→ What to produce
Repeat the entries below from the line holding "Return one point per instance of the blue tarp, formatted" through the line holding "[1126, 636]", both lines included.

Object location annotation data
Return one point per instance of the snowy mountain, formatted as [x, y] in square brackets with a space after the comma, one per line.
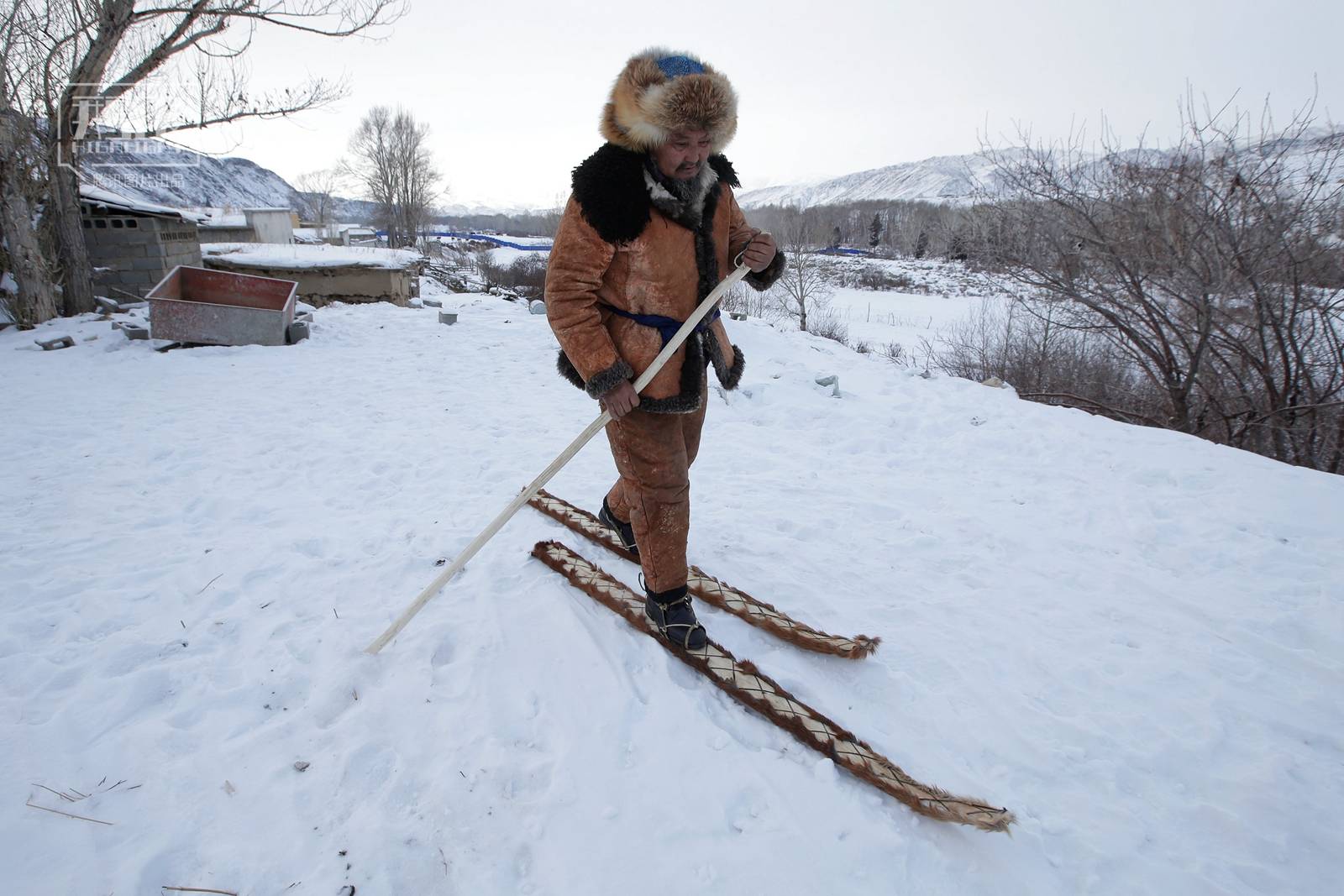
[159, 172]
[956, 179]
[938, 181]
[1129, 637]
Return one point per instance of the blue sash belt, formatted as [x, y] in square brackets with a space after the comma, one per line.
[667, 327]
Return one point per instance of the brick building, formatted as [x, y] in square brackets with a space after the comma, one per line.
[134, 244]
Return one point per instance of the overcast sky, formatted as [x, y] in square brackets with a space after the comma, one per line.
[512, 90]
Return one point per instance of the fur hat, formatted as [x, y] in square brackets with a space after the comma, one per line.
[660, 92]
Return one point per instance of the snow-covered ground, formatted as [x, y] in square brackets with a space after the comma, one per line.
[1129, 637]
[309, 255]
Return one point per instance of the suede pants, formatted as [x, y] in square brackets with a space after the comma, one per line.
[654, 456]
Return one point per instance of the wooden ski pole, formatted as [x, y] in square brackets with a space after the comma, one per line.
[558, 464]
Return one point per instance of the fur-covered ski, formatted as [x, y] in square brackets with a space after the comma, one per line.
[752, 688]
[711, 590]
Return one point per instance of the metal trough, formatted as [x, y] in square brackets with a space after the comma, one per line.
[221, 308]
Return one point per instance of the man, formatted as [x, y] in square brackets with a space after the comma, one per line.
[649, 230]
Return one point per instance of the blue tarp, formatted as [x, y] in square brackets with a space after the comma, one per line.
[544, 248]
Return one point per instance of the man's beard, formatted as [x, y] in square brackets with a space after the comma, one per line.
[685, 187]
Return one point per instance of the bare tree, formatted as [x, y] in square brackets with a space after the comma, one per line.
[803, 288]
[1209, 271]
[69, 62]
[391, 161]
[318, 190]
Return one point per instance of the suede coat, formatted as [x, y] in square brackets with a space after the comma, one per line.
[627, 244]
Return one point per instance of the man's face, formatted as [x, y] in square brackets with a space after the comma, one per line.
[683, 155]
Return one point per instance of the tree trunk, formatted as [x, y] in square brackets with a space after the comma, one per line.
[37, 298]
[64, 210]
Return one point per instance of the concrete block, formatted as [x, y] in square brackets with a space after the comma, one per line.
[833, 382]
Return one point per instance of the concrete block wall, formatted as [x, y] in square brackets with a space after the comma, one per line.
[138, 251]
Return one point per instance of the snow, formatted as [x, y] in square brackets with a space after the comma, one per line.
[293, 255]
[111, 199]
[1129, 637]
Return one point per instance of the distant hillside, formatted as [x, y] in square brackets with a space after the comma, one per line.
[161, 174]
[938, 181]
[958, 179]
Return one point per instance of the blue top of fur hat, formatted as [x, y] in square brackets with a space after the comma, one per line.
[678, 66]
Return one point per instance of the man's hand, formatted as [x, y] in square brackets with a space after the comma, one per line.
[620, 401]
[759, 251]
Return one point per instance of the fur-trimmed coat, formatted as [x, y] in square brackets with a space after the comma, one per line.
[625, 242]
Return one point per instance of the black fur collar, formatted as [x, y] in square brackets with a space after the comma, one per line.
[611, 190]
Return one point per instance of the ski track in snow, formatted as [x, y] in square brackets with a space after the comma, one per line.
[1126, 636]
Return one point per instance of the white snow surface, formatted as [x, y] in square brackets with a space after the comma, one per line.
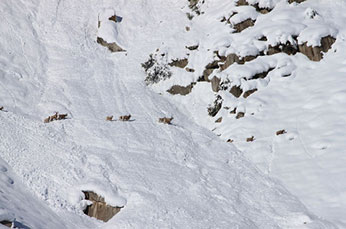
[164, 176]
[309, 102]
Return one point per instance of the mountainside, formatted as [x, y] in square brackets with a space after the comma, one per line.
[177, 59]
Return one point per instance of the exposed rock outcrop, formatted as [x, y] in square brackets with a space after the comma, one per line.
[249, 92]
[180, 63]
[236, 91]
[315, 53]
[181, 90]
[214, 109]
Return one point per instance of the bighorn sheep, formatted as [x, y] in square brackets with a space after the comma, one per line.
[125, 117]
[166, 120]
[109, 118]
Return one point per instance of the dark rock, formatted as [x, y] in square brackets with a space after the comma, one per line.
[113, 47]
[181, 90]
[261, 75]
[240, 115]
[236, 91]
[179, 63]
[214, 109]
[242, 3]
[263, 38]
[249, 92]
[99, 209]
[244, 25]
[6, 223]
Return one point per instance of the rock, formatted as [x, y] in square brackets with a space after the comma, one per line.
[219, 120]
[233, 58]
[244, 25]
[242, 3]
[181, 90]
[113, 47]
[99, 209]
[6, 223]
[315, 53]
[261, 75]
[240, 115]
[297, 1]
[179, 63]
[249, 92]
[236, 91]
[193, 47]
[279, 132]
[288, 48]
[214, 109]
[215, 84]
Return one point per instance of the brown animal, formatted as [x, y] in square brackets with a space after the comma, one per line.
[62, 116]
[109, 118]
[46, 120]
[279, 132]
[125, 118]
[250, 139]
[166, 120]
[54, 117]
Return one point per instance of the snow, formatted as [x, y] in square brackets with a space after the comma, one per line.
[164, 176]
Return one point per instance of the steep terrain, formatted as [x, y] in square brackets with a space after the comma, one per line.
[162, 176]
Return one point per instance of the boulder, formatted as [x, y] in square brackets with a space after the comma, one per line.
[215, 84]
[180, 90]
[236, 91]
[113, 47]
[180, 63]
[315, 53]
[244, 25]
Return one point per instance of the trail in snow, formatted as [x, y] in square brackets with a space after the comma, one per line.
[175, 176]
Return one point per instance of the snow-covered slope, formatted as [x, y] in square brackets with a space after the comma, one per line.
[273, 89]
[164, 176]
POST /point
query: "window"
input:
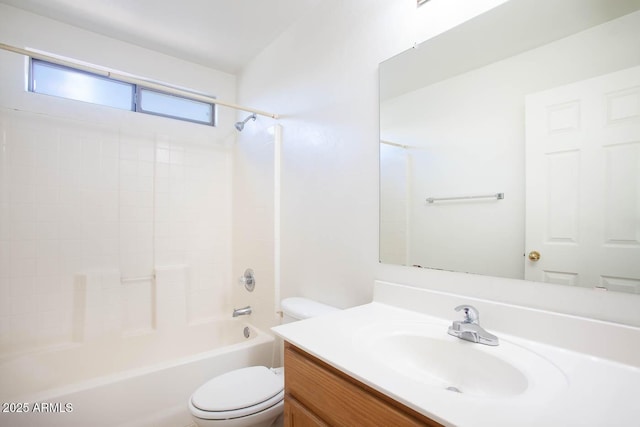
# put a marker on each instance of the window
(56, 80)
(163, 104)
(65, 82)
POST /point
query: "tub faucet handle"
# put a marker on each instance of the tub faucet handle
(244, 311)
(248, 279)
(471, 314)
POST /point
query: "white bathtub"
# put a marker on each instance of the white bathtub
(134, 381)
...
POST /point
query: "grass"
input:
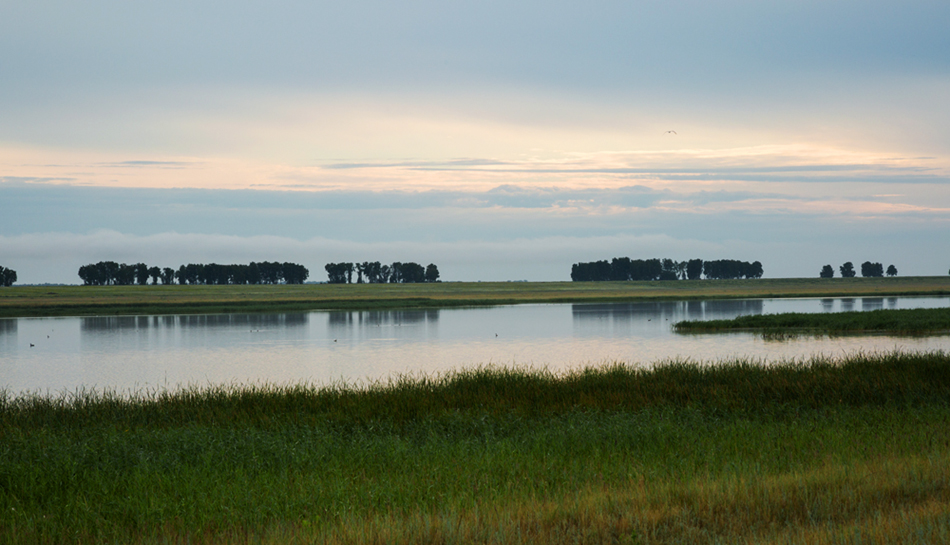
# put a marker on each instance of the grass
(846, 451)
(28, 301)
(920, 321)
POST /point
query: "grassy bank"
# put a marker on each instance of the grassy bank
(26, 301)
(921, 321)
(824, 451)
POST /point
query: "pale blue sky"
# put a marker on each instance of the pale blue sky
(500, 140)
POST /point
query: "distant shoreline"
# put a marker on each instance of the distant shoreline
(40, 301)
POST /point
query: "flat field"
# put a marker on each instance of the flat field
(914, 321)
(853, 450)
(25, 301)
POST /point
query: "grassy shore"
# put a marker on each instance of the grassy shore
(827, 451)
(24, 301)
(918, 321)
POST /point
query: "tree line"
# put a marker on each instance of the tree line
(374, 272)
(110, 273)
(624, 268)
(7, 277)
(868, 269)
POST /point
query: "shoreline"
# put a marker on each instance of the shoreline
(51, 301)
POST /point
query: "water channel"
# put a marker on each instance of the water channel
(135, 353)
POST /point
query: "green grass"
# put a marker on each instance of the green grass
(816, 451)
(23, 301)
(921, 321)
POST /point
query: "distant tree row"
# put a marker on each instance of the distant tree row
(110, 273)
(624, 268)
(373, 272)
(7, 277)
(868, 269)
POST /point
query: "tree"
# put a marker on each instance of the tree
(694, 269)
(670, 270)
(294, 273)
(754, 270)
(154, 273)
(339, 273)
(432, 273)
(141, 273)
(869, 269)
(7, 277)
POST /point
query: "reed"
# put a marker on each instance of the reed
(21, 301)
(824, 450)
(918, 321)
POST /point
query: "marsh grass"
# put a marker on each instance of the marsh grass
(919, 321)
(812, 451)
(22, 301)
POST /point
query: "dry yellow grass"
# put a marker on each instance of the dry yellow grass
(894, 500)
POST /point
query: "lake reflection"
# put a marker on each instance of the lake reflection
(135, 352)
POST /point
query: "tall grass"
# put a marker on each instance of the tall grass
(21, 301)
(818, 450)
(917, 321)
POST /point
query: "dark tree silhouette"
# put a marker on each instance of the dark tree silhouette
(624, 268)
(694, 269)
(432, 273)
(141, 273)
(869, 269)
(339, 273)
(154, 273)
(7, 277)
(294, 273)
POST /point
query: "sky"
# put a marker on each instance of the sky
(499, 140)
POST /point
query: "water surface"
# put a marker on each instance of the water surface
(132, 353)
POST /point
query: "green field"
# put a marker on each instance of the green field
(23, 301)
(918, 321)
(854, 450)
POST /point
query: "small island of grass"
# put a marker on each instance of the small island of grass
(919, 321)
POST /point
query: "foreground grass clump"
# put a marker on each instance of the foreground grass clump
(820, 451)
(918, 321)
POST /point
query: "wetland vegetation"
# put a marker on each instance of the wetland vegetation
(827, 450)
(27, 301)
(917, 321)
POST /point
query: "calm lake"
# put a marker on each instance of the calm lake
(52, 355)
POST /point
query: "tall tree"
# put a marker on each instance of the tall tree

→ Reply
Return one point per instance of the blue tarp, formatted as [x, y] in square brackets with a space after the comma, one per line.
[544, 248]
Return one point per instance of the man's beard, formatted as [x, y] in square brackets with a space after the comma, one per line.
[685, 187]
Return one point per instance of the bare tree, formatted as [x, y] in square brackets with a space after the comma, one per line.
[803, 288]
[1209, 271]
[69, 62]
[391, 161]
[318, 190]
Return one point per instance of the suede coat, formatted as [x, y] in square brackets with a space after the comma, one per line.
[627, 244]
Return one point per instance of the man's face, formatted as [x, y] in square brackets with a space after the comma, one per line.
[683, 155]
Return one point per instance of the tree trunk, formatted as [x, y] in square brackets with a space after the comma, one per line.
[37, 298]
[64, 210]
Return one point per instance of the concrete block, formatted as [x, y] in square brackets with a space after the comma, one per line.
[833, 382]
Return one point per instance of the concrete block wall, formatted as [x, y] in square brackets with a space after the comma, one per line.
[138, 251]
Return one point per instance of the snow, formatted as [x, y] in square brackets with a space after the comma, one per line.
[293, 255]
[111, 199]
[1129, 637]
Return one point per instance of the distant hillside, formatted as [x, y] in square brackets with a space after the comma, one per line.
[161, 174]
[938, 181]
[958, 179]
Return one point per instance of the blue top of fur hat, formatted as [x, y] in square brackets with a space after the comma, one per line.
[678, 66]
Return one point per instance of the man's hand, formatted as [x, y] in square brackets with a space after the comma, one per line.
[620, 401]
[759, 251]
Return one point per instance of the fur-trimmed coat, formatted as [x, y] in square brackets with a space after the comma, one per line.
[625, 242]
Return one point per instance of the black fur collar, formatted as [x, y] in square brackets with a space after the comma, one per line.
[611, 190]
Return one point per instance of the ski track in snow, formatted as [x, y] in square brackets with a space after the comma, one per line.
[1126, 636]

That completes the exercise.